Try it:
Reproduce the entries exactly.
——————
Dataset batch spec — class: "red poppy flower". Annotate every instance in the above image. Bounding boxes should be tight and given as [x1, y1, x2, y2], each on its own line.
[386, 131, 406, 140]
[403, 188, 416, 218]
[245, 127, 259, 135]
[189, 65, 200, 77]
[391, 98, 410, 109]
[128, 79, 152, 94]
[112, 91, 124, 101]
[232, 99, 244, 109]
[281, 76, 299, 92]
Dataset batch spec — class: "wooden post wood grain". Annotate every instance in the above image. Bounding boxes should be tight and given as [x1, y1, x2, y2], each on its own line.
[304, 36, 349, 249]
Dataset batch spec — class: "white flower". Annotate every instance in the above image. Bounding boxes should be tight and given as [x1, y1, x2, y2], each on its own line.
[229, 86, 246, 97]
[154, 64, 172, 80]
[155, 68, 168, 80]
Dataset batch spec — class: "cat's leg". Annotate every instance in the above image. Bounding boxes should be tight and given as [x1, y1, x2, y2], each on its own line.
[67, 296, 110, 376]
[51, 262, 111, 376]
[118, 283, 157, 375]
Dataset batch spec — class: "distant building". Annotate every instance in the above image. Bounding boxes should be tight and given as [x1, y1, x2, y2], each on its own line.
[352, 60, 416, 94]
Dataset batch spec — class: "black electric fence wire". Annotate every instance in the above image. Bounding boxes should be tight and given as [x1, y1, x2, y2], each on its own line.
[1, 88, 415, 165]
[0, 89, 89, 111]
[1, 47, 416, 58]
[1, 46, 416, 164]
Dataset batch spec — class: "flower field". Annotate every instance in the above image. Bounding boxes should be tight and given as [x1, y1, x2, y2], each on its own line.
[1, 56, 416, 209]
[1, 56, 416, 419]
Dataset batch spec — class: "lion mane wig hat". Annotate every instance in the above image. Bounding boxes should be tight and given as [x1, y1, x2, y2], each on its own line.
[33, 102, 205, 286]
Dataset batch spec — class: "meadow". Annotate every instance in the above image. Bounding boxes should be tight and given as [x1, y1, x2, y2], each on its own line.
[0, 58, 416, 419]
——————
Answer box:
Dataset batch spec — class: "red poppy flower". Annotate every instance in the above image. Bounding boxes should be tight and given as [x1, y1, x2, y2], each on its own line.
[386, 131, 406, 140]
[403, 188, 416, 218]
[245, 127, 259, 135]
[189, 65, 200, 77]
[391, 98, 410, 109]
[128, 79, 152, 94]
[112, 91, 124, 101]
[232, 99, 244, 109]
[281, 76, 299, 92]
Dataset batch spec — class: "wooden post wood grain". Annotate every instance in the above image. Bounding boxes should be tight and given as [x1, y1, x2, y2], each on its own line.
[304, 36, 349, 249]
Dataset batch spec — class: "white flower". Annotate every instance in the above image. Bounding boxes should be tight and given as [x1, y1, x2, y2], each on its own line.
[229, 86, 246, 97]
[154, 64, 172, 80]
[155, 68, 168, 80]
Dataset batch spec — class: "cat's leg". Annotate every instance in the above image. Bounding boxes should be tight and given as [x1, y1, x2, y2], each on its own line.
[67, 296, 110, 376]
[51, 262, 111, 376]
[118, 283, 157, 375]
Dataset batch spec — class: "distant building". Annotate every instance in the above image. Bounding boxes should be tight and given as [x1, y1, x2, y2], each on its own line.
[352, 60, 416, 94]
Dataset batch spec — class: "black electric fence wire". Annotate every instance in the above image. Bounding boxes should be tight and given as [x1, y1, x2, y2], each on its own line.
[1, 88, 415, 165]
[0, 89, 89, 111]
[1, 47, 416, 58]
[1, 46, 416, 164]
Dataset batch spec — class: "flower field". Annotate every instance in the above image. Bounding boxes should be tight and given as [x1, y1, x2, y2], each on its own line.
[1, 56, 416, 209]
[1, 56, 416, 419]
Dataset batch spec — class: "lion mane wig hat". Annotate every instance in the above image. Bounding boxes should be tight and given as [x1, y1, x2, y2], each on its own line.
[33, 102, 205, 286]
Dataset batch spec — class: "meadow". Annotate every instance in the above image. Bounding boxes should be tight and given as [x1, y1, x2, y2], each on its own line.
[0, 58, 416, 419]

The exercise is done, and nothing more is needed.